Dataset records:
- - - - -

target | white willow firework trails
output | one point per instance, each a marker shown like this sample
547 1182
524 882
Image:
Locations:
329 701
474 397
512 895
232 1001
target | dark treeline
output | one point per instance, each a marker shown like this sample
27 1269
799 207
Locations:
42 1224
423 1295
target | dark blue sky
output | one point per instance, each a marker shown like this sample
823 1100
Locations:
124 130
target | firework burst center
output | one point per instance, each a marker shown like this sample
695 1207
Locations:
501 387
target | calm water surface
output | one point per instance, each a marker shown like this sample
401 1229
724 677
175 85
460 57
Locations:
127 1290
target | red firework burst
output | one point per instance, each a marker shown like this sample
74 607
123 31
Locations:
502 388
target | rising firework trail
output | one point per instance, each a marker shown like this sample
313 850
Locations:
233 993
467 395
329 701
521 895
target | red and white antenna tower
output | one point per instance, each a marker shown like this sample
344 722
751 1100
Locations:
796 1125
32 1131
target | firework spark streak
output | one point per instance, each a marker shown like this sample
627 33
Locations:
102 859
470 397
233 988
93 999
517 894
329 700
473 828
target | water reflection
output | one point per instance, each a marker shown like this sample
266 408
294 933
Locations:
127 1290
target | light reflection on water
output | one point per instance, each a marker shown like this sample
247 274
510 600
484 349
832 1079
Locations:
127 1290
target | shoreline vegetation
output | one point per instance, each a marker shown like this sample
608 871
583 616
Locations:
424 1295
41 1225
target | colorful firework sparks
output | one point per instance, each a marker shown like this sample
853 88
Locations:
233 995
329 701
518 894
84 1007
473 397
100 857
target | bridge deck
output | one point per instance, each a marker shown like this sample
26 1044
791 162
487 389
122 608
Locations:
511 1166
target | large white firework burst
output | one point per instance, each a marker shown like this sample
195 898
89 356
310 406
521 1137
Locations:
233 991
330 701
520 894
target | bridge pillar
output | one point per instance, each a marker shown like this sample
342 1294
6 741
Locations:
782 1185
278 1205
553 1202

- - - - -

Problem description -> Copy the records above exactly.

The completed task ->
target | white willow firework trails
output | one point per instance, each a marker shown like this sample
547 1182
524 882
Image:
Locations:
329 701
474 397
512 895
232 1001
target | dark treeline
output | one point per instance, each a marker shown like this sample
27 1269
799 207
Locations:
42 1224
423 1295
target | dark blue sky
output | one point per instance, each a marker shown like this sample
823 1100
Locations:
124 130
target | firework burst center
output | one point per instance, each a marker shown like this sample
695 1207
Locations:
501 387
target | calm water surface
output | one point per instance, each a marker shown like this sample
401 1229
724 677
175 85
460 57
Locations:
127 1290
target | red firework burst
output | one point per instance, each a marker shown like this sample
74 607
123 31
Locations:
502 388
target | rising firework trail
output | one point per instance, each a marker shown like this sample
313 850
Locations:
233 993
467 395
329 701
521 895
target | red and white antenna tower
output | one point per instance, each a marker shown like this sample
344 722
751 1100
Locations:
796 1125
32 1131
target | firework spark streak
output | one point per instance, each a marker shown like this sample
627 33
Locations:
102 859
470 397
233 988
93 999
517 894
329 700
473 828
target | water reflection
output | one point per instance, each a marker shown like this sample
266 408
294 933
Locations:
127 1290
target | light reflection on water
output | one point per instance, each a marker shown like this sample
247 274
510 600
484 349
832 1079
Locations:
127 1290
target | shoreline vegetation
output | one point per instance, each a marker shown like this sample
608 871
583 616
Locations:
424 1295
41 1225
target | colorful firework sparks
output | one point per instance, each a marker shown like this sample
853 88
Locations:
233 995
329 701
518 894
84 1007
473 397
100 857
target | bridge deck
output | one point per instance, each a marker shown like this sample
26 1044
791 162
487 389
122 608
Locations:
511 1166
target | large white firework burst
output | one point per instance, each a marker shown like this sample
195 898
89 356
310 406
521 1137
Locations:
233 991
330 701
520 894
target | bridge pillar
output | one point per instance, each a marker shown like this sample
342 1294
6 741
Locations:
782 1185
278 1205
553 1202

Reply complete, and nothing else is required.